__MATERIAL SHOWN__.
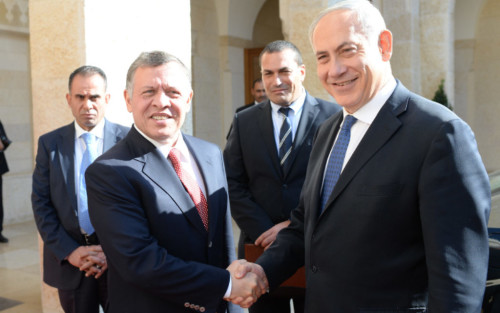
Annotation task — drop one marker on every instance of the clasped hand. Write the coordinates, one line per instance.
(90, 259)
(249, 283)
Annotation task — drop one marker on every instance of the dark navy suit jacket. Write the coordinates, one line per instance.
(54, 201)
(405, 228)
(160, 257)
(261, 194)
* * *
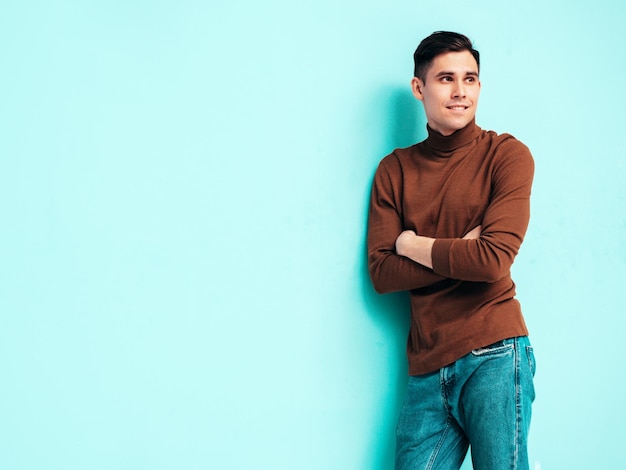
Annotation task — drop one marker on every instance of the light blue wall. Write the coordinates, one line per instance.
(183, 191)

__GOAL__. Count how many lines of the listing contain the word "navy", and give only that number.

__ANSWER TO THE PROBLEM__. 1